** 課題 a **
抜粋本文によると、劇団青年座の研究所ができて何周年を記念する同窓会が開かれましたか。

** 抜粋本文 **

★ ★ ★ ★

2015-09-10 00:31:55 | Weblog

小田急線 代々木八幡。

明大前に下宿し、ここへ毎日通った。

そして後年、友人と事務所をひらき、大阪へ転居する前までいたのも此処。

ちなみにココ、なんにも変わってなかった…。







東京生活の初めと終わりがココというのも何かの縁・・・。

さて、代々木八幡駅前へ。







駅前は30数年前の形を留めていて、あんまり変わっていない。

「ハシヤ」なんていう、壁の穴風の茹で立て生スパゲッティの店がまだあった。







ここへと来た訳は、当時通っていた劇団へ。

劇団青年座の研究所ができて40周年同窓会。

私らが6期だから、過ぎ去った月日にぞっとするばかり。



 

青年座、今となっては知らない人も多いだろうが、

森塚敏、初井言栄、山岡久乃、東美惠子ら、俳優座出身の俳優たちで作った劇団で、

俳優座の衛星劇団といわれた一つ。

西田敏行、高畑淳子、一時は竹中直人も在籍した。

今は西田さんも離れ、高畑さんが大幹部になっている。







考えれば、役者たちが自分たちの劇団を持ち、

それぞれTVや映画出演などでコツコツ金を貯めて

渋谷区内に劇場を持つなんてのは至難の業。

昔の怪獣映画などを注意して見ると、青年座のメンバーが出てる。

 


       



数々の自主公演を打った青年座劇場でのパーティー。

バーカウンターには40期の後輩たち。つまりは34年も後輩ということになり、

その月日の流れに軽いめまいを覚える。

★ ★ ★ ★

** 課題 b **
記録の冒頭から「POLYGON ((610 28, 618」を含む行までを書き直し、「Kindly」を「Please」に置き換えてください。それ以外は一切変えないでください。

** データセットの記録 **

★ ★ ★ ★

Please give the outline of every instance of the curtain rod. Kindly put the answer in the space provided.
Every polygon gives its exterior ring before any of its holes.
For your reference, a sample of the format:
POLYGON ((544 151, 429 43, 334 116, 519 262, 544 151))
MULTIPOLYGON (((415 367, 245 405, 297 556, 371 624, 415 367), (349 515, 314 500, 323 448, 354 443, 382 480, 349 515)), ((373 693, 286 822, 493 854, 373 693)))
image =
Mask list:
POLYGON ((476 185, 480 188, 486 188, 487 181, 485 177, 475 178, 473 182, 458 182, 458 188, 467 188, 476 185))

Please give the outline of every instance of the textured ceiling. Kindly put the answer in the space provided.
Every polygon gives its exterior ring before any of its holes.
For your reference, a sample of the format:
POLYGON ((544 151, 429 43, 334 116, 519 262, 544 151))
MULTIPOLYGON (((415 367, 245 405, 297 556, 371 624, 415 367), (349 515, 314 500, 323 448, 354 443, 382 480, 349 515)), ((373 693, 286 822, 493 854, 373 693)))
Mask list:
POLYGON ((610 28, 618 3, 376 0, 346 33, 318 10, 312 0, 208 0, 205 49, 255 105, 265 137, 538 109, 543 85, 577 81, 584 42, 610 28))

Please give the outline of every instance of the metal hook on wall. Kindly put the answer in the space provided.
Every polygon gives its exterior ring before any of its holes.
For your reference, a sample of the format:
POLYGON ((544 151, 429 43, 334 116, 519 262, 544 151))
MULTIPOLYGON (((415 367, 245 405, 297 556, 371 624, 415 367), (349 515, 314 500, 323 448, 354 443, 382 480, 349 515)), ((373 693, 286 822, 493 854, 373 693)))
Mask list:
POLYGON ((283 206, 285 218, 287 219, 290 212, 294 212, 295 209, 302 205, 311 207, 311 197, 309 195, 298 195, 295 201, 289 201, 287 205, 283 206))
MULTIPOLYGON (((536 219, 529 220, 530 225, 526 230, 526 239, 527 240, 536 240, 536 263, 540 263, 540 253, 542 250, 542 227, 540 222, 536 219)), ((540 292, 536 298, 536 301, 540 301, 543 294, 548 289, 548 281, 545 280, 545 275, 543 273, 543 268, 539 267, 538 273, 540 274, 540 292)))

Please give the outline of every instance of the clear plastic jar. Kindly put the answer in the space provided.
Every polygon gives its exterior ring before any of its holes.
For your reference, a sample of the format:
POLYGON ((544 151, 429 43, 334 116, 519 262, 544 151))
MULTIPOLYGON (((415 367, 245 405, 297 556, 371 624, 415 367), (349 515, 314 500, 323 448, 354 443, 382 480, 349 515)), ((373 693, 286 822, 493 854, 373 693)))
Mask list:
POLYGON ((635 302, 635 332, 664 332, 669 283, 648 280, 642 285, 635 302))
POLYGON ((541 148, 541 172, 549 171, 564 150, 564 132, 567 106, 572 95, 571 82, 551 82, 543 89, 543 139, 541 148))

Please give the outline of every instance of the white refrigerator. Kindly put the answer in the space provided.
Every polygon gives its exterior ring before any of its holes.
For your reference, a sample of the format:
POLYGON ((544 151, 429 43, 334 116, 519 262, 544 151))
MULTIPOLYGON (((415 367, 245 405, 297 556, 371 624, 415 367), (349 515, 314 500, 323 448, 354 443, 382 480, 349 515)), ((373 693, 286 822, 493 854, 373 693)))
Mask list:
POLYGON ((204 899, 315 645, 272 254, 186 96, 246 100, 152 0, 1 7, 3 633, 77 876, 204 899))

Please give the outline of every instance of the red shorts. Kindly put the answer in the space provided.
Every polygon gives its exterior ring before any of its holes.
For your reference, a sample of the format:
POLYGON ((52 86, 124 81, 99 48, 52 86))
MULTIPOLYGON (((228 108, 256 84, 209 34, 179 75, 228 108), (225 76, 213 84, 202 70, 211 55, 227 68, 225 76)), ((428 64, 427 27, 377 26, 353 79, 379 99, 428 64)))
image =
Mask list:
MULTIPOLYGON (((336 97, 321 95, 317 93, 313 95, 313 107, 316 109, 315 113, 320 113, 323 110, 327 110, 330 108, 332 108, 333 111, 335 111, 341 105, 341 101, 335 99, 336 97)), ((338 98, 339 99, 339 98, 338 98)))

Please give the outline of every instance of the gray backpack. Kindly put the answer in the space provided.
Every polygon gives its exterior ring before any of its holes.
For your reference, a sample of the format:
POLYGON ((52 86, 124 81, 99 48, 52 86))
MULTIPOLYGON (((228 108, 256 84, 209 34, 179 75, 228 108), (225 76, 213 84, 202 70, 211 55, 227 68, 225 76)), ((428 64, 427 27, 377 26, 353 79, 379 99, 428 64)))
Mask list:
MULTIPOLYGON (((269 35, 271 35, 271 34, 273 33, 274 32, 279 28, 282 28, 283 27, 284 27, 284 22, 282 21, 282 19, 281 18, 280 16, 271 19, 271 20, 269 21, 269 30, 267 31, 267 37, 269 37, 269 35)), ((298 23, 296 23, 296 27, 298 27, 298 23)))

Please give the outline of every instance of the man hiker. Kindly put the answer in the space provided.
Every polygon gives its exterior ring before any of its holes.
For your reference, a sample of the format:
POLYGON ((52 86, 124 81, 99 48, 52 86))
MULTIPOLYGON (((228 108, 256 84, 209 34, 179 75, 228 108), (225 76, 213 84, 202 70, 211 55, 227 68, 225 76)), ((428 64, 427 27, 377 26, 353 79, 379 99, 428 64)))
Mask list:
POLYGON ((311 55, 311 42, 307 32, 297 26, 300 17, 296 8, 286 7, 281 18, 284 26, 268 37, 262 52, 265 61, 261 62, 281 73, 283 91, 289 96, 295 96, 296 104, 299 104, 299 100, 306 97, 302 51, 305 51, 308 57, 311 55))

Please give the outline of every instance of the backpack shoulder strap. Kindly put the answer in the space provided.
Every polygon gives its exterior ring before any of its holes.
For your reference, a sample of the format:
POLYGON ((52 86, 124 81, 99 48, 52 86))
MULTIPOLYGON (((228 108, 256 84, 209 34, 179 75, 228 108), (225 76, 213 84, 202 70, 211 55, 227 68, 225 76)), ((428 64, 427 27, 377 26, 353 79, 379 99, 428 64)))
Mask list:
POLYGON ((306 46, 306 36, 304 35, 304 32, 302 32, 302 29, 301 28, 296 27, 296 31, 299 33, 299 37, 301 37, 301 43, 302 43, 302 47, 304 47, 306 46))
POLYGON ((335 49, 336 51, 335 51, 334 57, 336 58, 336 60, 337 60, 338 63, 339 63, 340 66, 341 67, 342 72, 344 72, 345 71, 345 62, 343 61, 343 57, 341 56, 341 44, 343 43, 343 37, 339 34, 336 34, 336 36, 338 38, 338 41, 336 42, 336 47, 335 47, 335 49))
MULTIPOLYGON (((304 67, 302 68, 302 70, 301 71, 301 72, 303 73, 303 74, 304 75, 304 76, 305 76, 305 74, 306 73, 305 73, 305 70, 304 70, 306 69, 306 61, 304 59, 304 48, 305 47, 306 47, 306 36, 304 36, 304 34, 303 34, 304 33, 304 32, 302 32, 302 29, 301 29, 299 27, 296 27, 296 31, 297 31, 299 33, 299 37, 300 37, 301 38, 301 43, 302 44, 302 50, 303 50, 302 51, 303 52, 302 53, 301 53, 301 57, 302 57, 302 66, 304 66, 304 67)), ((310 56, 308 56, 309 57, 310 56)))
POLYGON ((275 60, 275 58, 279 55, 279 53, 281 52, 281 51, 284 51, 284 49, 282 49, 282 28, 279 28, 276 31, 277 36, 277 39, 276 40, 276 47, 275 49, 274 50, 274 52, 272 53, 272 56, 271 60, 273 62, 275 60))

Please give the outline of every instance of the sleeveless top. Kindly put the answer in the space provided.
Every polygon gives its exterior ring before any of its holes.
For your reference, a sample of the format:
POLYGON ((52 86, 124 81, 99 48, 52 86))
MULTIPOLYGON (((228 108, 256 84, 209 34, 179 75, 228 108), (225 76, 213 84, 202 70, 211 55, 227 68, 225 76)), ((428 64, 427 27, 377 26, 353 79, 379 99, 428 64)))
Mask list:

★ ★ ★ ★

** 正答 a **
40周年です。

** 正答 b **
Please give the outline of every instance of the curtain rod. Please put the answer in the space provided.
Every polygon gives its exterior ring before any of its holes.
For your reference, a sample of the format:
POLYGON ((544 151, 429 43, 334 116, 519 262, 544 151))
MULTIPOLYGON (((415 367, 245 405, 297 556, 371 624, 415 367), (349 515, 314 500, 323 448, 354 443, 382 480, 349 515)), ((373 693, 286 822, 493 854, 373 693)))
image =
Mask list:
POLYGON ((476 185, 480 188, 486 188, 487 181, 485 177, 475 178, 473 182, 458 182, 458 188, 467 188, 476 185))

Please give the outline of every instance of the textured ceiling. Please put the answer in the space provided.
Every polygon gives its exterior ring before any of its holes.
For your reference, a sample of the format:
POLYGON ((544 151, 429 43, 334 116, 519 262, 544 151))
MULTIPOLYGON (((415 367, 245 405, 297 556, 371 624, 415 367), (349 515, 314 500, 323 448, 354 443, 382 480, 349 515)), ((373 693, 286 822, 493 854, 373 693)))
Mask list:
POLYGON ((610 28, 618 3, 376 0, 346 33, 318 10, 312 0, 208 0, 205 49, 255 105, 265 137, 538 109, 543 85, 577 81, 584 42, 610 28))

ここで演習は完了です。